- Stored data
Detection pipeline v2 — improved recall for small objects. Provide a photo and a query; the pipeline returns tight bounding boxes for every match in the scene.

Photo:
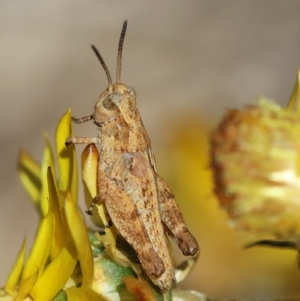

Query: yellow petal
[18,151,41,211]
[286,70,300,114]
[81,143,104,226]
[47,166,67,258]
[56,109,78,201]
[31,244,77,301]
[4,238,26,296]
[15,267,39,301]
[175,252,200,283]
[40,132,54,216]
[122,276,156,301]
[65,194,94,287]
[22,203,52,281]
[67,287,107,301]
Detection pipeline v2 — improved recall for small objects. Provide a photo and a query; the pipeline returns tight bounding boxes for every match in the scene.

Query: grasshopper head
[93,83,136,125]
[92,20,136,125]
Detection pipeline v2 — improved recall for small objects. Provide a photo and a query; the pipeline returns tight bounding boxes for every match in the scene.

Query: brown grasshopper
[66,21,199,291]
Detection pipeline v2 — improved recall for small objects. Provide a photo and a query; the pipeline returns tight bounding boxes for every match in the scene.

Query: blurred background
[0,0,300,298]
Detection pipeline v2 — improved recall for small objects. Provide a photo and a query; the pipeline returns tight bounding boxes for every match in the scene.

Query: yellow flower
[211,71,300,248]
[0,110,202,301]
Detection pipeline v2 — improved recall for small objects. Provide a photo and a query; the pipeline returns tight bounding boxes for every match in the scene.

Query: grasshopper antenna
[117,20,127,83]
[91,45,112,86]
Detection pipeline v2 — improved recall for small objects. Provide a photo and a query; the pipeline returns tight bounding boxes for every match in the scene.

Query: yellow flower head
[211,73,300,244]
[0,110,195,301]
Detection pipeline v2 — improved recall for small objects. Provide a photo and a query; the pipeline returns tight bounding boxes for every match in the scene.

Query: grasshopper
[66,20,199,291]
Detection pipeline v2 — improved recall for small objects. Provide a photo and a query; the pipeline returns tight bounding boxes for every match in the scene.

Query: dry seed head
[211,99,300,243]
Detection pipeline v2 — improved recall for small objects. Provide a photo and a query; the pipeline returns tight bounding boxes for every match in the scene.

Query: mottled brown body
[66,21,199,291]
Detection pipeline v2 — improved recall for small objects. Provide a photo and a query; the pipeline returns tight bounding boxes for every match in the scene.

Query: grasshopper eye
[103,95,117,111]
[127,87,136,99]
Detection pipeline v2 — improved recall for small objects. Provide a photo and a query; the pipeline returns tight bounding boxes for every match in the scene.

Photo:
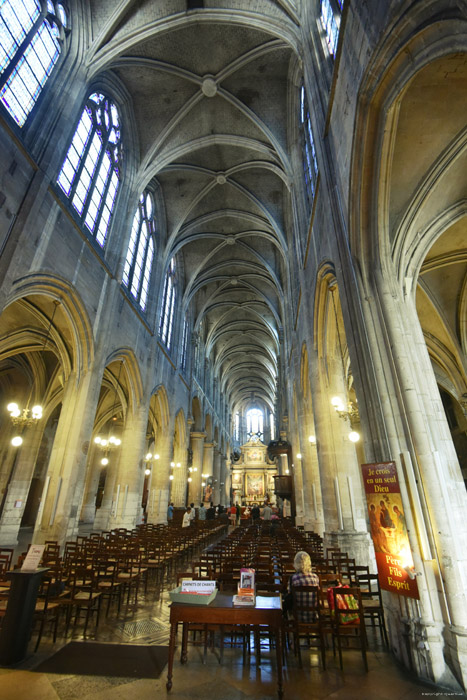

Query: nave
[0,521,460,700]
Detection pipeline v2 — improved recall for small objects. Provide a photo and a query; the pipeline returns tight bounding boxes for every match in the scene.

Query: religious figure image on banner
[362,462,419,598]
[203,480,212,503]
[246,474,264,496]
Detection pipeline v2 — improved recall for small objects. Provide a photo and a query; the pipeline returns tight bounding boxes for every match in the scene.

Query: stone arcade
[0,0,467,690]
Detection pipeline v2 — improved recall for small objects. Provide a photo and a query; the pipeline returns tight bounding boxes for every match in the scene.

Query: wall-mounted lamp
[331,396,360,424]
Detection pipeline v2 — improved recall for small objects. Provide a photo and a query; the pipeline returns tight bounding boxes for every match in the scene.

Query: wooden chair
[332,587,368,671]
[95,558,122,617]
[33,572,62,652]
[62,566,102,635]
[358,574,389,646]
[292,586,326,669]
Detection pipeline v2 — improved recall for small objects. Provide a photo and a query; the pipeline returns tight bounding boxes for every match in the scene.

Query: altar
[232,436,277,506]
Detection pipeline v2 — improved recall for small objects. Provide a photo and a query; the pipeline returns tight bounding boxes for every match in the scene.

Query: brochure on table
[21,544,45,572]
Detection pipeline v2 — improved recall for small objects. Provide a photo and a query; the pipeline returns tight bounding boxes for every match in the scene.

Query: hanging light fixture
[7,299,60,432]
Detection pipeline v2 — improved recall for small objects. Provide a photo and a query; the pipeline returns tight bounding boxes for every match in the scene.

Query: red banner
[362,462,419,598]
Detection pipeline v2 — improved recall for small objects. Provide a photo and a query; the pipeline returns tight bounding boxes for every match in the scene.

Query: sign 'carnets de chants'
[362,462,419,598]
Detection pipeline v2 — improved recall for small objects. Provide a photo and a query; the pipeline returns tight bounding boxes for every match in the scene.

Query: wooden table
[166,593,283,700]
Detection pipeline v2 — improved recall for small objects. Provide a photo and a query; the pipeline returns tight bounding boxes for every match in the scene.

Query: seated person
[285,552,319,622]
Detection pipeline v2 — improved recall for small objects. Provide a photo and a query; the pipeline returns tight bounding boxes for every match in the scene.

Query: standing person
[167,503,174,523]
[286,552,319,622]
[182,506,191,527]
[229,504,237,527]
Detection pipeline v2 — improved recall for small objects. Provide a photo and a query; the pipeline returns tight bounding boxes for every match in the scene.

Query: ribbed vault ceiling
[88,0,297,409]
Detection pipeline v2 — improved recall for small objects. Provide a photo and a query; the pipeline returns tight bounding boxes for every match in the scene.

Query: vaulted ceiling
[87,0,298,408]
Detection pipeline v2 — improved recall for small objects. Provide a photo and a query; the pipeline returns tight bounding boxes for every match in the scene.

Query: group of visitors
[174,501,224,527]
[228,501,279,526]
[171,501,279,527]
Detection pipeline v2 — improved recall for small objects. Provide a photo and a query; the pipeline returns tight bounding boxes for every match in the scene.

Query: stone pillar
[188,433,206,504]
[200,442,216,502]
[80,444,103,529]
[34,366,102,543]
[219,455,229,506]
[302,433,324,536]
[0,421,46,546]
[211,449,221,505]
[103,404,148,530]
[310,357,374,566]
[363,279,467,688]
[148,422,175,524]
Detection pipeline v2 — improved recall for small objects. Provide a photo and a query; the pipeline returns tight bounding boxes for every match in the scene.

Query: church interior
[0,0,467,700]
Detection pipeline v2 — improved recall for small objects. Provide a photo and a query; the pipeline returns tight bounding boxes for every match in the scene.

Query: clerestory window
[123,192,154,311]
[159,258,176,350]
[300,85,318,209]
[320,0,344,58]
[0,0,67,127]
[57,92,121,248]
[246,408,263,440]
[180,314,189,372]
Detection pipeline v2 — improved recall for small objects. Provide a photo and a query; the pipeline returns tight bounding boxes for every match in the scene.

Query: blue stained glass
[0,0,40,72]
[57,92,120,246]
[321,0,339,56]
[0,12,59,126]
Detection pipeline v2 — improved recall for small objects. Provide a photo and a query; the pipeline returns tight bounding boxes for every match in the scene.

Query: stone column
[148,421,176,524]
[80,444,103,529]
[0,420,46,546]
[102,404,148,530]
[200,442,216,502]
[363,279,467,687]
[188,433,206,504]
[219,455,230,506]
[34,366,102,543]
[211,449,221,505]
[310,357,374,565]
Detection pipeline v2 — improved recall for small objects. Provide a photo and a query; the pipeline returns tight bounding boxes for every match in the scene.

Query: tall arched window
[123,192,154,311]
[180,314,188,372]
[246,408,263,440]
[57,92,121,247]
[0,0,67,126]
[159,258,175,350]
[300,85,318,209]
[320,0,344,58]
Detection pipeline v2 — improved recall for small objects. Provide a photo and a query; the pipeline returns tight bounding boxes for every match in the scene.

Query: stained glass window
[57,92,121,247]
[246,408,263,440]
[320,0,343,58]
[180,316,188,371]
[300,85,318,207]
[0,0,66,126]
[159,258,175,350]
[123,192,154,311]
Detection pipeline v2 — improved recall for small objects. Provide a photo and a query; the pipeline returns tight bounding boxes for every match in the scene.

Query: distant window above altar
[246,408,264,440]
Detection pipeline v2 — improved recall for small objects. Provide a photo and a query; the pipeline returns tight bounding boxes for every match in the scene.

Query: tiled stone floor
[0,532,465,700]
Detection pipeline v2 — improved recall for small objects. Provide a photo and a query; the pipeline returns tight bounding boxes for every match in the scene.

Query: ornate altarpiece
[232,437,277,505]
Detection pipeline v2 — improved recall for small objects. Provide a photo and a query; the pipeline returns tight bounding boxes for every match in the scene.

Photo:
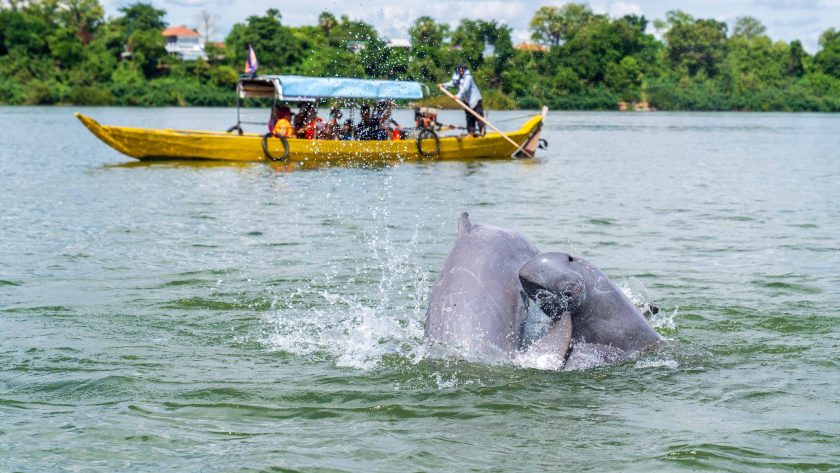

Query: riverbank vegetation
[0,0,840,112]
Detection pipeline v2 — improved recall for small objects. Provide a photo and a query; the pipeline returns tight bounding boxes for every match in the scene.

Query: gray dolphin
[425,212,539,359]
[519,253,660,369]
[425,212,660,369]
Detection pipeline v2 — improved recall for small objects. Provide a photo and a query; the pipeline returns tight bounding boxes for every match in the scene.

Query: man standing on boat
[438,64,484,136]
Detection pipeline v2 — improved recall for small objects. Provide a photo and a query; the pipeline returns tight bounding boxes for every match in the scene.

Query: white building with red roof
[162,25,207,61]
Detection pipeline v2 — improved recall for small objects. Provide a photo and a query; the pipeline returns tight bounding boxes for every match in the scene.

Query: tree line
[0,0,840,112]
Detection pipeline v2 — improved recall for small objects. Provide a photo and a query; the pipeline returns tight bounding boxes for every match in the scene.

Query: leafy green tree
[408,16,449,50]
[115,2,166,77]
[787,39,808,77]
[814,28,840,78]
[225,8,304,73]
[605,56,643,102]
[530,3,597,47]
[318,11,338,37]
[665,12,726,77]
[732,16,767,40]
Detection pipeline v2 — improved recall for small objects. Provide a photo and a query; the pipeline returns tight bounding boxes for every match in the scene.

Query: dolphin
[425,212,539,359]
[425,212,660,369]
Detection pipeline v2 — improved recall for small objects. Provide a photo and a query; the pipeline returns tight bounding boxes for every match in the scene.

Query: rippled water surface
[0,108,840,472]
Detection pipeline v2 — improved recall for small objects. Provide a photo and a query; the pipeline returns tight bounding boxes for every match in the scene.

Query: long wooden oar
[438,85,534,158]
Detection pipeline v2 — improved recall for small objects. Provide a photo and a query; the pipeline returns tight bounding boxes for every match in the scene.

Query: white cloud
[120,0,840,52]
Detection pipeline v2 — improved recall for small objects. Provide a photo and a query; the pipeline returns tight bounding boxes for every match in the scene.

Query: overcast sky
[103,0,840,53]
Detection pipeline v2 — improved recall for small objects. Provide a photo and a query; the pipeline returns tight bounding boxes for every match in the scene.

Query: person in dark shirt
[356,105,387,140]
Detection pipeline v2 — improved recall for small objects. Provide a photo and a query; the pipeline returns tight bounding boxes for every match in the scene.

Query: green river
[0,107,840,473]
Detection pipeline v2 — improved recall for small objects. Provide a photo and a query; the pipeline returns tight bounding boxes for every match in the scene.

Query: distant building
[514,42,548,51]
[161,25,207,61]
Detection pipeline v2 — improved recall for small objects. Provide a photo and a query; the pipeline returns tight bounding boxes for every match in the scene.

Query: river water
[0,108,840,472]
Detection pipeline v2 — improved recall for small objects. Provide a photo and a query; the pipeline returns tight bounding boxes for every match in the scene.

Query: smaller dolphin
[519,253,660,369]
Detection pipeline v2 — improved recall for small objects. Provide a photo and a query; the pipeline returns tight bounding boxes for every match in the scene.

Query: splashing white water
[263,178,429,370]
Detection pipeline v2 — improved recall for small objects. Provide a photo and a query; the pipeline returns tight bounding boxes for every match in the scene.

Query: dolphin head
[519,253,589,320]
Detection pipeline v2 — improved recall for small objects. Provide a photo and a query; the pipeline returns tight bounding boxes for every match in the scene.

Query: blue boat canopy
[238,76,428,102]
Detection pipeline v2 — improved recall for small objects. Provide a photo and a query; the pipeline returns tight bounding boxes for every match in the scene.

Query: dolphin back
[425,212,538,358]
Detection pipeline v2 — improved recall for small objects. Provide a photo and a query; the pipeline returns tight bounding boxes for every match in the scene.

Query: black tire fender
[417,128,440,158]
[262,133,289,161]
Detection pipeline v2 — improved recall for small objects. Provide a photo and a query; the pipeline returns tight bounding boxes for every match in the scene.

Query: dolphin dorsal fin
[458,212,472,238]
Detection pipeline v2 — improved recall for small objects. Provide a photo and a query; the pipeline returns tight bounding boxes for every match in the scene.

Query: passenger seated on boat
[338,119,353,141]
[292,102,315,138]
[324,107,342,140]
[303,107,324,140]
[268,105,280,133]
[375,100,403,140]
[414,107,441,130]
[271,106,294,138]
[356,105,388,140]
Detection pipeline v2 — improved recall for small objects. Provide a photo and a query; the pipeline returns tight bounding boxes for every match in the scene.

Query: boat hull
[76,113,543,167]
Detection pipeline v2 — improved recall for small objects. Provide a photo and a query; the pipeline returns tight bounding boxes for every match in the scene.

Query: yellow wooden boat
[75,76,545,167]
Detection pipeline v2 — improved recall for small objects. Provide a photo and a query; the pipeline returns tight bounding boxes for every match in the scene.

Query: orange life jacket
[271,118,294,138]
[303,117,324,140]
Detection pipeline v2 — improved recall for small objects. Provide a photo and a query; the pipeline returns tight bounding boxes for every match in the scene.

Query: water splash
[263,176,429,370]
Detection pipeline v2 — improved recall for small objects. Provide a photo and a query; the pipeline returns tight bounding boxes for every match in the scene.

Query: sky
[103,0,840,53]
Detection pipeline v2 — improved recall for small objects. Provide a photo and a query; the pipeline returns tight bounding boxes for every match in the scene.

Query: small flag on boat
[245,44,260,75]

- Instructions to follow
Rewrite the entries from the very first line through the line containing "[0,110,202,301]", replacing "grasshopper" with "locust" and leaving everything else unchanged. Omit the pictures from your answer.

- The answer
Detection pipeline v2 — improved recall for small objects. Provide a photo and a query; the pipeline returns tight bounding boxes for every match in the scene.

Photo:

Query: yellow petal
[18,151,41,211]
[286,70,300,114]
[81,143,104,226]
[47,166,67,258]
[56,109,78,201]
[31,244,77,301]
[4,238,26,296]
[15,267,39,301]
[175,252,200,283]
[40,132,54,216]
[122,276,156,301]
[65,194,94,287]
[22,203,52,281]
[67,287,107,301]
Detection pipeline v2 — improved recall for small objects. Provide a photo and a query; the pipeline returns tight bounding boxes for every match in the scene.

Query: locust head
[93,83,136,125]
[92,20,136,125]
Detection pipeline v2 — improved recall for small objects. Provide a photo and a query; the pipeline returns tight bounding boxes for every match in the scene.

Query: brown locust
[66,21,199,291]
Detection pipeline v2 — improved recall for small objects. Provide a photo and a query; the pipeline returns tight bounding boxes for every match in the scene.

Query: blurred background
[0,0,300,298]
Detection pipeline v2 — improved recall for small objects. Provide a photo and a query; the pipeline returns tight bounding boxes for every match in the scene.

Query: yellow flower
[211,71,300,248]
[0,110,202,301]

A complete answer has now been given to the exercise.